REQUIRED TASK
Return every line of the records below that contains the word "balloon".

— Start —

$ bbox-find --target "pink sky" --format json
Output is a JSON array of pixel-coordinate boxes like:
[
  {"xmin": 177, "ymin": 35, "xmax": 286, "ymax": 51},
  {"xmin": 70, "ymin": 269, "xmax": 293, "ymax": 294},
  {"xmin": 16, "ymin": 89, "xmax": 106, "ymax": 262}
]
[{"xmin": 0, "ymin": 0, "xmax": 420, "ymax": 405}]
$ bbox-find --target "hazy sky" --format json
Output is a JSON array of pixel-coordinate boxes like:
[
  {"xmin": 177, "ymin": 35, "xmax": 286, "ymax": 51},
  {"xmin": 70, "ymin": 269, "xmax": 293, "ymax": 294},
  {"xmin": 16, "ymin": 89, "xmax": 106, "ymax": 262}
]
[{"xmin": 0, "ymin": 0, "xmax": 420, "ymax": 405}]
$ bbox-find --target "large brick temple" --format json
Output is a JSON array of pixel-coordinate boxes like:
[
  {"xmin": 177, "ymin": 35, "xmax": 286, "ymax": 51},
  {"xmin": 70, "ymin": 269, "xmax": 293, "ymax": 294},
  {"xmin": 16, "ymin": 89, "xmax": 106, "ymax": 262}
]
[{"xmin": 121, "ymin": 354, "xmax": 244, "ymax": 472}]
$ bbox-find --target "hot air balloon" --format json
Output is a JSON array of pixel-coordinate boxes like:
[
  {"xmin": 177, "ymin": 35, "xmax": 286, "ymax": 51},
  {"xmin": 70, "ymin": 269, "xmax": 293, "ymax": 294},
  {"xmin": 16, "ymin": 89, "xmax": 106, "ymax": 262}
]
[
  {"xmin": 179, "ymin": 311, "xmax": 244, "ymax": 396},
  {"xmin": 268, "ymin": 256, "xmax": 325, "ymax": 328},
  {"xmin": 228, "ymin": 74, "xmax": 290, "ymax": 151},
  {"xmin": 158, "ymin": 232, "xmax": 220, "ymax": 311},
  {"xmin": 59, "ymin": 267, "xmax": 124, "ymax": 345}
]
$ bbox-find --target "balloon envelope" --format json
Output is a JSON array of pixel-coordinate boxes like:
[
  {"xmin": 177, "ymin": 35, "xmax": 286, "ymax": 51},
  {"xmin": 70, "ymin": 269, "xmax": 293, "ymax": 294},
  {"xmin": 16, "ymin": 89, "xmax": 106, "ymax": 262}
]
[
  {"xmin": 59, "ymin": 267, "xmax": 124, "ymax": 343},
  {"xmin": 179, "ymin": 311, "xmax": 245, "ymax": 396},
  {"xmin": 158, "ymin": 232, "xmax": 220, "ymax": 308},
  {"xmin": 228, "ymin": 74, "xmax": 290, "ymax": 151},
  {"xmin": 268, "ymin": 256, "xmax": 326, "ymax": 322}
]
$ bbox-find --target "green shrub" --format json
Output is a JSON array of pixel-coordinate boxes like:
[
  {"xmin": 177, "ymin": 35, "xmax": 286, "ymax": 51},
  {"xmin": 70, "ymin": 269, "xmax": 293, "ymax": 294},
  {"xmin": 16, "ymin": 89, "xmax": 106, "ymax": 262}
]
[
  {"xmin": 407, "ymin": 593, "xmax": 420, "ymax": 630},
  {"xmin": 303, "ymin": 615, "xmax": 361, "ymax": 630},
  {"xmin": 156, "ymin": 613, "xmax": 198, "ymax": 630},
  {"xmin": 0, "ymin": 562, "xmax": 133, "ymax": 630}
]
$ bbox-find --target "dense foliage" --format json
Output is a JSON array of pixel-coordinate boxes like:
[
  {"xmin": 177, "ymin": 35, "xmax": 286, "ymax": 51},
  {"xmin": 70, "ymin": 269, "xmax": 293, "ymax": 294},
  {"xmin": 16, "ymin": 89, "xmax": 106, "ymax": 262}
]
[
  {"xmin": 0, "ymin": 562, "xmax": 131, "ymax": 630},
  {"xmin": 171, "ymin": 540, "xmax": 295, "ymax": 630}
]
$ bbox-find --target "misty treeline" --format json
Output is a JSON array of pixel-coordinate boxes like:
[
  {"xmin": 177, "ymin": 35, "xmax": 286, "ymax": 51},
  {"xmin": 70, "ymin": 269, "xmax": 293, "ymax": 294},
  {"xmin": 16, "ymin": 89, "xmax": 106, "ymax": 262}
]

— End —

EXERCISE OUTPUT
$ bbox-find --target "hot air balloon" --format json
$ bbox-find --target "balloon envelope" --format json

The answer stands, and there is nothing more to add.